Location identification items:
-------------------------
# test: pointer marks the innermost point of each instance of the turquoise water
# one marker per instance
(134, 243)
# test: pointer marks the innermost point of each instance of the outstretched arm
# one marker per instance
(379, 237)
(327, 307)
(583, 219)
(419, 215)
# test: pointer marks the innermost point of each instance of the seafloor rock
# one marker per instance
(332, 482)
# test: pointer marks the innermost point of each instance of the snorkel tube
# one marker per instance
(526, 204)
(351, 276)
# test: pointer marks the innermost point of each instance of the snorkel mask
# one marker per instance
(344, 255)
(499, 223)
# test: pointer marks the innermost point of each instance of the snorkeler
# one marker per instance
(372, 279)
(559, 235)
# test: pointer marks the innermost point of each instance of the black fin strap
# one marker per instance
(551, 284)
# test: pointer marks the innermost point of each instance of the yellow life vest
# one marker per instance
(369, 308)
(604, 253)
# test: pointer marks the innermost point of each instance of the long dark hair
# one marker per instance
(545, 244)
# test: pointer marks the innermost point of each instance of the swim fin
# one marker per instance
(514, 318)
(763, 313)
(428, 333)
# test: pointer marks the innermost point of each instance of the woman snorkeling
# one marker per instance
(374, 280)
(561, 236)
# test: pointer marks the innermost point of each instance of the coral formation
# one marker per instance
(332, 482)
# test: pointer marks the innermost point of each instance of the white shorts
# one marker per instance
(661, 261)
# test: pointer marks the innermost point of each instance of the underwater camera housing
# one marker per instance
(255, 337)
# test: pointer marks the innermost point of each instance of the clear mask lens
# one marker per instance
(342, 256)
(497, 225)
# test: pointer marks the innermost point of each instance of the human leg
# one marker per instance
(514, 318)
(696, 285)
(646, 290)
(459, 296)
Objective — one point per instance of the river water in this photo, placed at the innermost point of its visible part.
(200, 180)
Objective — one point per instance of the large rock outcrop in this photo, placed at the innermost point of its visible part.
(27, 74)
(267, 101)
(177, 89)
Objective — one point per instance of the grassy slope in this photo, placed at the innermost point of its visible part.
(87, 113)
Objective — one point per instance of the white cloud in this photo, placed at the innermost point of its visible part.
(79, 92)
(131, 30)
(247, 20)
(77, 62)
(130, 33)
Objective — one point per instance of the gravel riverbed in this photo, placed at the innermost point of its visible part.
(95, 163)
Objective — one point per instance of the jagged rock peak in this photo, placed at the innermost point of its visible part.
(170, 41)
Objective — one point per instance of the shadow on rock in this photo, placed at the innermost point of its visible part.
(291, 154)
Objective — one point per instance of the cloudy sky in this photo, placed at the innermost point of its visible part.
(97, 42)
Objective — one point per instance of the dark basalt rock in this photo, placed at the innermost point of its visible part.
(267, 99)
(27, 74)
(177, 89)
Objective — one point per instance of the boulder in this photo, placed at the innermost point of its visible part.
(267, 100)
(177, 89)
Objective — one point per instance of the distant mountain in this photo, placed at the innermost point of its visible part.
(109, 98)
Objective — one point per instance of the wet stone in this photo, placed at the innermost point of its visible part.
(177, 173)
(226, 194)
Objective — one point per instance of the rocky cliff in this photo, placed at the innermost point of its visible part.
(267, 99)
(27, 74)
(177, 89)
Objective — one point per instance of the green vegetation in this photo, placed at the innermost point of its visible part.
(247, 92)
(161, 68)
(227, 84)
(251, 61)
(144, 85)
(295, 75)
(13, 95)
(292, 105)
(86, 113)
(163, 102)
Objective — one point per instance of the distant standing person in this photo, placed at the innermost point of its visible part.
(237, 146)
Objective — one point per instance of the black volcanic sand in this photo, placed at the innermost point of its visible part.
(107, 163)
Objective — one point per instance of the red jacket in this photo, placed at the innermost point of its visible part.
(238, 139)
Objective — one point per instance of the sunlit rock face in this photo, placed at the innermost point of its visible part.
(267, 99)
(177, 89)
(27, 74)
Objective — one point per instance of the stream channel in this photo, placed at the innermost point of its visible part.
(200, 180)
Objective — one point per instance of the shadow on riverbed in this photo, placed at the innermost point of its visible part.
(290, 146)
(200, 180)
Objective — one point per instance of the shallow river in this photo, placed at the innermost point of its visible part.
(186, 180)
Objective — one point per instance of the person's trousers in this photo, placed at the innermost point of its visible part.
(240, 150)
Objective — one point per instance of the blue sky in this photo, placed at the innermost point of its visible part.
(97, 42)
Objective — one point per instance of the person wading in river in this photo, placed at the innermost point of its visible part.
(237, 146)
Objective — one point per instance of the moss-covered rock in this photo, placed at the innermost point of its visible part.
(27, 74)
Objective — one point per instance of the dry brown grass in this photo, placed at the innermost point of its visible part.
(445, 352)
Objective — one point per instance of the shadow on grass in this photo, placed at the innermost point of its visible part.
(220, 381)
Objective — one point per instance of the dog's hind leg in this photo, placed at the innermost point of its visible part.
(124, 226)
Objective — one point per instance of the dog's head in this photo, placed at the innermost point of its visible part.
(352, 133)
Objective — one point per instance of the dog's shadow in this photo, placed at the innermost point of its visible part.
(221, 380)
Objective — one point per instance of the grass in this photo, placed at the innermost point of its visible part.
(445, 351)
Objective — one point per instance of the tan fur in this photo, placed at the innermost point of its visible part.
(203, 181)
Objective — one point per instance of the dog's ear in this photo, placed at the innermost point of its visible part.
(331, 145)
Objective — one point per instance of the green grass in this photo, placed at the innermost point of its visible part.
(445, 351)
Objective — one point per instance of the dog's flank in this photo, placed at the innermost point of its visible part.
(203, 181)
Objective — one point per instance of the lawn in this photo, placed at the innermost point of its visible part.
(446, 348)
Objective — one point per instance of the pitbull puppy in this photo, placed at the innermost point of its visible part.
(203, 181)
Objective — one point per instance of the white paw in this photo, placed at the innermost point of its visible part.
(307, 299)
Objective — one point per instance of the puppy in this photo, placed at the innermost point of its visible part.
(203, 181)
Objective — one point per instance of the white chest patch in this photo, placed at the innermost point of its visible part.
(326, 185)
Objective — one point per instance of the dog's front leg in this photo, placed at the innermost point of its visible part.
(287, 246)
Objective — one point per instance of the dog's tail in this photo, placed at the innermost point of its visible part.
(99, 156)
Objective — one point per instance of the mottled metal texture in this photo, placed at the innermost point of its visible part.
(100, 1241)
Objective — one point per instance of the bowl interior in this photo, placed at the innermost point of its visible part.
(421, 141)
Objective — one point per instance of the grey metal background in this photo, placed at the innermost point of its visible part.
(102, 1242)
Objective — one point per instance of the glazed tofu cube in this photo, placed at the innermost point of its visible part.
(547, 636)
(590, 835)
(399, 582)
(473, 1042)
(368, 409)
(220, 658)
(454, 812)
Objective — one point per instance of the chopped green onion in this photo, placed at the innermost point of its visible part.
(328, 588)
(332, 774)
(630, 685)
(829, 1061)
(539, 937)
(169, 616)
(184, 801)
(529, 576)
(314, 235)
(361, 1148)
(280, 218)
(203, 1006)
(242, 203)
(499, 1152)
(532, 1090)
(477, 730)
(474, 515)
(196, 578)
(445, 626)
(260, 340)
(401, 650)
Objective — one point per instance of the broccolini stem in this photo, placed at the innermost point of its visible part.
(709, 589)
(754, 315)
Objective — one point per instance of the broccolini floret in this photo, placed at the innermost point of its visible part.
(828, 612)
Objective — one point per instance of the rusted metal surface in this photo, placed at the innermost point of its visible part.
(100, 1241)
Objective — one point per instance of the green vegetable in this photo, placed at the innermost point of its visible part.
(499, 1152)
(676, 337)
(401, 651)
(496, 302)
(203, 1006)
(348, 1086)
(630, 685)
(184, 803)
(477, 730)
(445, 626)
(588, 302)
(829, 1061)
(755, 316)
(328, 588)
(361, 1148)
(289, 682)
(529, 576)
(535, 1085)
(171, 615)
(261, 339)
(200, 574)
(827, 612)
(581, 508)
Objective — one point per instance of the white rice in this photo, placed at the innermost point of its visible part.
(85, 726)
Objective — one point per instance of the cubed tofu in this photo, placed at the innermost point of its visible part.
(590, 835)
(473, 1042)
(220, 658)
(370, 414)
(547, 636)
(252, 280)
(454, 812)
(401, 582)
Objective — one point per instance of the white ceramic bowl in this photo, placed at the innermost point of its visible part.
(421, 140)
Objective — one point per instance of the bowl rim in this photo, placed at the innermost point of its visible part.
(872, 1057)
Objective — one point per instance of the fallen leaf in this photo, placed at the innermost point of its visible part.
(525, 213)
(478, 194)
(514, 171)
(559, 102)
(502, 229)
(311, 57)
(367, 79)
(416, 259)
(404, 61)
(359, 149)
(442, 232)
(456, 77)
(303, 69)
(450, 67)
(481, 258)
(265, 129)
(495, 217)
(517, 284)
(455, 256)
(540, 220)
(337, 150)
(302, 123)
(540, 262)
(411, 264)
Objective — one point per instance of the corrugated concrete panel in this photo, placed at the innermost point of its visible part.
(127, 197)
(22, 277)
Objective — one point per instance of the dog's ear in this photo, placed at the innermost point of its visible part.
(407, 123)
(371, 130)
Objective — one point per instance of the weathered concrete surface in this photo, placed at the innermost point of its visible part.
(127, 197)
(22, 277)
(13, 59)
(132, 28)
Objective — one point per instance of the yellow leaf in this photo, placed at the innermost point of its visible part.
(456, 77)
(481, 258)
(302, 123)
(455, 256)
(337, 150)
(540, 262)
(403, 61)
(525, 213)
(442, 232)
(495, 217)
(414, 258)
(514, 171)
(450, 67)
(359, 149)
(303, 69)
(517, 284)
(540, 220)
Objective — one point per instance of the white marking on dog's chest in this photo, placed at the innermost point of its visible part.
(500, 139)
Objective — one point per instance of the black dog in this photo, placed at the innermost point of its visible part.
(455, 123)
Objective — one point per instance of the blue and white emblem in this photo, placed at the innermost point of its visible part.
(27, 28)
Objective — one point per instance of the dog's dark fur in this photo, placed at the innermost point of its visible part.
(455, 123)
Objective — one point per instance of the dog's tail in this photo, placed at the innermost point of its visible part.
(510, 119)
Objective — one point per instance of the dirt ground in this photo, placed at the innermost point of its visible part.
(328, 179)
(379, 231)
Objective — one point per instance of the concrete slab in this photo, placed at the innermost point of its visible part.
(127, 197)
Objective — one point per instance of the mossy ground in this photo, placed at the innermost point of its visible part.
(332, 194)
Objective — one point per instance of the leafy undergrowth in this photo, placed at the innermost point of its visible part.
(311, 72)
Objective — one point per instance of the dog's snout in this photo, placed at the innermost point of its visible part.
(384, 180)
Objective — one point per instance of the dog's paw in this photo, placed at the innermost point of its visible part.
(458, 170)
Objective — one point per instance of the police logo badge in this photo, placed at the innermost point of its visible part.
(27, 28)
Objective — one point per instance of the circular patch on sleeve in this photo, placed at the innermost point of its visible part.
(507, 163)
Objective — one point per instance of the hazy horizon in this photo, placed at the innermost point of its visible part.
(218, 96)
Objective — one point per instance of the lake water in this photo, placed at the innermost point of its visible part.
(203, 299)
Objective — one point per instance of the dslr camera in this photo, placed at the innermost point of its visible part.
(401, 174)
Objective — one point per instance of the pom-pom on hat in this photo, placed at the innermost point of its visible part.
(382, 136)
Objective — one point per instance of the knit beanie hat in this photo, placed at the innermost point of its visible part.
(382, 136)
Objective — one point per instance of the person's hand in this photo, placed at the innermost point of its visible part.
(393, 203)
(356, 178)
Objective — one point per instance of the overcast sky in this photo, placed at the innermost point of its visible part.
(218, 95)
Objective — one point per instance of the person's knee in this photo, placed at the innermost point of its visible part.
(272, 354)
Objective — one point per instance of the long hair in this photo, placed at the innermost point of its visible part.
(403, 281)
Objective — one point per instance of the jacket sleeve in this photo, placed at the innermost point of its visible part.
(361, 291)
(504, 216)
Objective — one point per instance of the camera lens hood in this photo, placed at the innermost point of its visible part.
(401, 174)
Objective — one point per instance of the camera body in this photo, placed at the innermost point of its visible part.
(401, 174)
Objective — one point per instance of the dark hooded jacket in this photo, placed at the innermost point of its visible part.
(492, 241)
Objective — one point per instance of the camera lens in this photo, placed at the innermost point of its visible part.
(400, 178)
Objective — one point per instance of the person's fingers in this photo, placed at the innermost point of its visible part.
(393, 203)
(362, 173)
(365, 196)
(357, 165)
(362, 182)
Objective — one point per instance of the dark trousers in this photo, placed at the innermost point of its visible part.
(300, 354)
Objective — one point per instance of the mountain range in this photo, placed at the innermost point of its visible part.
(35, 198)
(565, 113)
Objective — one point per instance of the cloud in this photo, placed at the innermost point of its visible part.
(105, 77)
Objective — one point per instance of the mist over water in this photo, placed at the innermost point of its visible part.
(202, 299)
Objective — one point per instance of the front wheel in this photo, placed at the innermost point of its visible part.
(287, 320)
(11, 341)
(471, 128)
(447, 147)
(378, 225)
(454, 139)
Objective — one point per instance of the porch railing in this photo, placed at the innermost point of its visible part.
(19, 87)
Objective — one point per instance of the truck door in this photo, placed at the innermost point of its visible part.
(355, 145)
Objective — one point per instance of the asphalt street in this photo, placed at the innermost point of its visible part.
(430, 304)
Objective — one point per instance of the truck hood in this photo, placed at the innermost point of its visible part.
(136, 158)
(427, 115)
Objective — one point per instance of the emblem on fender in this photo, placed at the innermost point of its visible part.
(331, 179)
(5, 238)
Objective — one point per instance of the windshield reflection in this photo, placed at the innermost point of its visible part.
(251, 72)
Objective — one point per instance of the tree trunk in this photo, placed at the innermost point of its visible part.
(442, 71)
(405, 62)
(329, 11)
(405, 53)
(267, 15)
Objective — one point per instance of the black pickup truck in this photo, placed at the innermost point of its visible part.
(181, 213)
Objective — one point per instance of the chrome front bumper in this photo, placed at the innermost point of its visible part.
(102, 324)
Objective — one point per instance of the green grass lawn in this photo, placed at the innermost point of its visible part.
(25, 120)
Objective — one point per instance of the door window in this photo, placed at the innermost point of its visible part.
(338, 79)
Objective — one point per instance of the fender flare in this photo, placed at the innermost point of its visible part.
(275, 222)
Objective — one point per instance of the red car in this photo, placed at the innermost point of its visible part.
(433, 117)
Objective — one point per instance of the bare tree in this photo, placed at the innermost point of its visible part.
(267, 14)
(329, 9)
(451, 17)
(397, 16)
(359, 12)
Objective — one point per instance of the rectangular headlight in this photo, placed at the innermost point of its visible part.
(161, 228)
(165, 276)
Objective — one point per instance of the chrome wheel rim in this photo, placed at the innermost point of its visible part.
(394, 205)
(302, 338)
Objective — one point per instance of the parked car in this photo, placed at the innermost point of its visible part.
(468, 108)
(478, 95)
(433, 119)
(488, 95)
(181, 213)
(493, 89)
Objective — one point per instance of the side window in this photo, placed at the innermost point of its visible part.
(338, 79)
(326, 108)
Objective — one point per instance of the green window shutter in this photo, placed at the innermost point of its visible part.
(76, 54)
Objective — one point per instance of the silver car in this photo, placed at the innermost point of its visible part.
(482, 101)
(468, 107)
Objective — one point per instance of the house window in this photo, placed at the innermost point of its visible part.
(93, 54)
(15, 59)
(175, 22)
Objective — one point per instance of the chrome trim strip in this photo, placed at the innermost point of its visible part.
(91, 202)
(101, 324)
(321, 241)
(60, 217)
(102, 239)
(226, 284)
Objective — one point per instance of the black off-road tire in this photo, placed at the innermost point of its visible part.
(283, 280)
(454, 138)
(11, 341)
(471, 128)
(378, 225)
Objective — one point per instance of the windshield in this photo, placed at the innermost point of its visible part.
-------------------------
● THE EXERCISE
Repeat only the stretch of lines that opens with the line containing "Objective — one point per instance of the bare" and closes with the final line of the entries, both included, exactly as written.

● ANSWER TO THE TASK
Objective — one point per instance of the bare tree in this photo, placed at the innermost point of its visible part.
(267, 14)
(329, 9)
(451, 17)
(397, 16)
(359, 12)
Objective — one point per instance of the rectangular headlight in this photo, placed at the innermost point of its visible part.
(161, 228)
(165, 276)
Objective — one point per instance of the chrome wheel rim in this photo, placed at the innermost point of its visible part.
(394, 205)
(302, 338)
Objective — one point per instance of the parked car in this photo, placed at the innermost point of its visible part.
(468, 108)
(478, 95)
(433, 119)
(488, 95)
(181, 213)
(493, 89)
Objective — one point per instance of the side window in this photo, placed at the innermost point of its visible part.
(338, 79)
(326, 108)
Objective — one point per instance of the green window shutter in this photo, placed at the innermost point of its visible part.
(76, 54)
Objective — one point per instance of the silver car in this photo, placed at the innermost point of its visible part.
(482, 101)
(468, 107)
Objective — one point per instance of the house window in this photo, placed at the innermost point of its visible part.
(93, 54)
(15, 59)
(175, 22)
Objective — one point per instance of the chrome trim strip in this photo, placed at the innermost point of its visible part.
(91, 202)
(101, 324)
(321, 241)
(60, 217)
(102, 239)
(226, 284)
Objective — one point per instance of the black off-road tire in this photo, placed at the innermost point of its visible part.
(283, 280)
(454, 138)
(11, 341)
(471, 128)
(378, 225)
Objective — one point per instance of the windshield in this photo, placed at the innermost point of its visible part.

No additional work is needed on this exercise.